Position identification records
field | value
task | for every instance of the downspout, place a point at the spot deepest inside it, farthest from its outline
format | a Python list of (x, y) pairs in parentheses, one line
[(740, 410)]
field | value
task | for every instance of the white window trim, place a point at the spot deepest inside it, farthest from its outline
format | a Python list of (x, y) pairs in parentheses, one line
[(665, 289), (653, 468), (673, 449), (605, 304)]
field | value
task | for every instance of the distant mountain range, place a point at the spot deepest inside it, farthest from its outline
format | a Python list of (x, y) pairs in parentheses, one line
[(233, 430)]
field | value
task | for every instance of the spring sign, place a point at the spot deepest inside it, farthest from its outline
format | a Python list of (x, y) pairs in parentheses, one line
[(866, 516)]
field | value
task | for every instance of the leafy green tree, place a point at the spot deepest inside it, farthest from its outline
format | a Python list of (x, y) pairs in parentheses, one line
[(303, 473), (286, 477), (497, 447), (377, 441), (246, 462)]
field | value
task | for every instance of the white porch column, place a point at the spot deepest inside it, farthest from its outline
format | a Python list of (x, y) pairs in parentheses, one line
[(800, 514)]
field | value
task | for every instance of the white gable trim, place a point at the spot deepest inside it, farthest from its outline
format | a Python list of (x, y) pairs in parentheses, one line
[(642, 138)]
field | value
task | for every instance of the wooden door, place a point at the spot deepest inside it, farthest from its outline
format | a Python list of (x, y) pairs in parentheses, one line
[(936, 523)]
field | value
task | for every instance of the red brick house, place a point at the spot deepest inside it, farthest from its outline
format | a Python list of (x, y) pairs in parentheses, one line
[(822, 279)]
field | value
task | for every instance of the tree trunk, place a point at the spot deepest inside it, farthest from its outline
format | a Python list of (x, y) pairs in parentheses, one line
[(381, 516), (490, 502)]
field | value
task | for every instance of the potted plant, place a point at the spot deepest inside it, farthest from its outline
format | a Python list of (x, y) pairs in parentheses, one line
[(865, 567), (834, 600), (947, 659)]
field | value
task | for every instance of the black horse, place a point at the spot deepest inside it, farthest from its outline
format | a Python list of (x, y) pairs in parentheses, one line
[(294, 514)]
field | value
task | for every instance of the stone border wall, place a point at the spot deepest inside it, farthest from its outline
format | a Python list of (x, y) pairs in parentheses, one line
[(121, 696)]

*Exercise requirements*
Go through the records and print each one exactly.

*Exercise result*
field | value
task | for every instance of the downspout, place a point at the spot deepest inside it, farthest from its outline
format | a Python list of (x, y) pairs in parentheses, one line
[(740, 410)]
field | value
task | for every instance of the white window trim, place a point at the spot deepest inside it, farthest from its outline
format | a Python list of (x, y) pairs in parentheses, one line
[(665, 289), (653, 468), (673, 449), (605, 304)]
field | value
task | for every instance of the distant mountain range, place a point at the spot deepest inside it, farthest from its outline
format | a Python list of (x, y) pairs in parentheses, one line
[(233, 430)]
field | value
task | for every instance of the spring sign, place a point at the spot deepest inside it, farthest from its outline
format | a Python list of (x, y) pairs in parentheses, one line
[(866, 516)]
field | value
task | for every instance of the leafy green tree, place a point at the spot deepest inside it, farthest from its outline
format | a Python list of (x, y) pairs in parentheses, one line
[(303, 473), (286, 477), (497, 447), (377, 441), (246, 462)]
field | value
task | for every instance of the white porch column, place a point at the spot deepest inside it, farthest from its outline
format | a Python list of (x, y) pairs in parentheses, one line
[(800, 514)]
field | value
task | for every instance of the white gable trim, place a point at the spot deepest inside it, farthest from its outline
format | a Python list of (x, y) pairs in parentheses, one line
[(642, 138)]
field | value
task | for every instance of the wooden door, place a point at the spot deepest inside it, farthest from its outline
format | a Python list of (x, y) pairs in parentheses, one line
[(936, 523)]
field | value
task | for every instance of the red brick house, place a point at the spot deepest inside it, farthest from its outline
format | a Python list of (x, y) pairs in parentheses, one line
[(822, 279)]
field | value
task | for every instance of the tree trunk, place a point at the spot deepest inside it, farthest from its outline
format | a Python list of (x, y) pairs in parentheses, one line
[(381, 516), (490, 502)]
field | value
task | for every instance of the potted plant, place a point at the spot deepest inside it, farthest from its outline
format | a Python list of (x, y) pairs in parentheses, one line
[(865, 567), (834, 600), (947, 659)]
field | value
task | for every instance of the black horse, place a point at the spot deepest inside it, farthest from its outline
format | a Python list of (x, y) pairs in parentheses, one line
[(294, 514)]
field | value
task | for every instance of the stone border wall, place a point at the spot deepest inside it, farthest from its outline
format | a Python list of (x, y) pairs in parentheses, one line
[(121, 696)]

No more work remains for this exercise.